## DATA IN THIS EXERCISE
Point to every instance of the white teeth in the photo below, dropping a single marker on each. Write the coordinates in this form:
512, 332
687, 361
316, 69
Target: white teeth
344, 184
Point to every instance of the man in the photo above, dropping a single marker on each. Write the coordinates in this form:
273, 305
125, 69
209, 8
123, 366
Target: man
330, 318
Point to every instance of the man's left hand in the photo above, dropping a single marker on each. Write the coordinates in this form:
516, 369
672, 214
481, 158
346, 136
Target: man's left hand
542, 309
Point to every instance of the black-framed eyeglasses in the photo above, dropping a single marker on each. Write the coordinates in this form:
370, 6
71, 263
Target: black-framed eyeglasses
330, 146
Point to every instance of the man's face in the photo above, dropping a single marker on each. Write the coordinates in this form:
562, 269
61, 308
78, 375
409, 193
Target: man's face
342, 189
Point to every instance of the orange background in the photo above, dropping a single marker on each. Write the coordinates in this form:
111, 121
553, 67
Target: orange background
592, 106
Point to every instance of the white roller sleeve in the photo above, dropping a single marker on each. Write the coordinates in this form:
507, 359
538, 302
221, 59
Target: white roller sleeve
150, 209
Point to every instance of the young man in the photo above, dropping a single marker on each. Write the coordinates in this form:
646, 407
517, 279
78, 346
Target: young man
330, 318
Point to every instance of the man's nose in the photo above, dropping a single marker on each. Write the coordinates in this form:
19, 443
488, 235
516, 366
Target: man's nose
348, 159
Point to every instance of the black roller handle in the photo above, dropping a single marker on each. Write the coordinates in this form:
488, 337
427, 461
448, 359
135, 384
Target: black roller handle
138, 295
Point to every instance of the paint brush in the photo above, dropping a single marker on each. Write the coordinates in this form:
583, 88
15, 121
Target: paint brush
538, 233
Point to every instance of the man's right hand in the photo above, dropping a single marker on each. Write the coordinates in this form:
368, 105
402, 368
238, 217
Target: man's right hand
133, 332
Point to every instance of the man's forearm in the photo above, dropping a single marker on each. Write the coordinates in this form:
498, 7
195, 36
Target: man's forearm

## EXERCISE DESCRIPTION
Recast every line of the rows above as a Markdown table with the columns Number and Line, numbering the lines in order and skipping any blank ones.

## THE OUTPUT
| Number | Line |
|---|---|
| 1 | Point to every instance of the white teeth in the photo below, dropping a single marker on each. Write the coordinates in this form: |
| 2 | 512, 332 |
| 3 | 687, 361 |
| 4 | 316, 69 |
| 5 | Target: white teeth |
| 6 | 344, 184 |
| 7 | Point to every instance of the man in the photo above, dropping a single marker on each. Write the coordinates in this form: |
| 8 | 273, 305 |
| 9 | 125, 69 |
| 10 | 209, 8 |
| 11 | 123, 366 |
| 12 | Target: man |
| 13 | 330, 318 |
| 14 | Point to every instance of the man's left hand in the photo above, dropping a single marker on each. Write the coordinates in this form: |
| 15 | 516, 369 |
| 16 | 672, 214 |
| 17 | 481, 158 |
| 18 | 346, 136 |
| 19 | Target: man's left hand |
| 20 | 542, 309 |
| 21 | Point to every instance of the black-framed eyeglasses in the photo above, dropping a single marker on each. Write the coordinates in this form: |
| 22 | 370, 6 |
| 23 | 71, 263 |
| 24 | Target: black-framed eyeglasses |
| 25 | 330, 146 |
| 26 | Point to every instance of the man's face in the photo above, dropping a single marker on each. Write the coordinates in this form: |
| 27 | 562, 269 |
| 28 | 61, 308 |
| 29 | 78, 375 |
| 30 | 409, 193 |
| 31 | Target: man's face |
| 32 | 342, 189 |
| 33 | Point to every instance of the orange background in the photo above, dropping a single marker on each. Write the coordinates in this form: |
| 34 | 111, 121 |
| 35 | 553, 67 |
| 36 | Target: orange background |
| 37 | 592, 106 |
| 38 | Point to every instance of the white roller sleeve in the photo above, dropping a single marker on each. Write the coordinates in this form: |
| 39 | 507, 359 |
| 40 | 538, 302 |
| 41 | 221, 59 |
| 42 | Target: white roller sleeve |
| 43 | 150, 209 |
| 44 | Point to every instance of the young man in the photo above, dropping a single marker on each. Write the coordinates in this form: |
| 45 | 646, 407 |
| 46 | 517, 279 |
| 47 | 78, 346 |
| 48 | Target: young man |
| 49 | 330, 318 |
| 50 | Point to every instance of the man's nose in the photo above, dropping a single marker on each. Write the coordinates in this form: |
| 51 | 19, 443 |
| 52 | 488, 235 |
| 53 | 516, 366 |
| 54 | Target: man's nose |
| 55 | 348, 159 |
| 56 | Point to every instance of the black roller handle in the photo above, dropping a single marker on each. Write the coordinates in this form: |
| 57 | 488, 337 |
| 58 | 427, 461 |
| 59 | 448, 359 |
| 60 | 135, 384 |
| 61 | Target: black roller handle |
| 62 | 138, 295 |
| 63 | Point to every instance of the paint brush in the photo above, dropping a single marker on each. Write the coordinates in this form: |
| 64 | 583, 88 |
| 65 | 15, 121 |
| 66 | Target: paint brush |
| 67 | 538, 233 |
| 68 | Point to every instance of the man's right hand in the photo above, dropping a single marker on each. Write the coordinates in this form: |
| 69 | 368, 105 |
| 70 | 402, 368 |
| 71 | 238, 217 |
| 72 | Target: man's right hand |
| 73 | 133, 332 |
| 74 | Point to every instance of the man's forearm in the photo above, dropping a single marker on each. Write the coordinates in this form: |
| 75 | 498, 7 |
| 76 | 195, 36 |
| 77 | Target: man's forearm |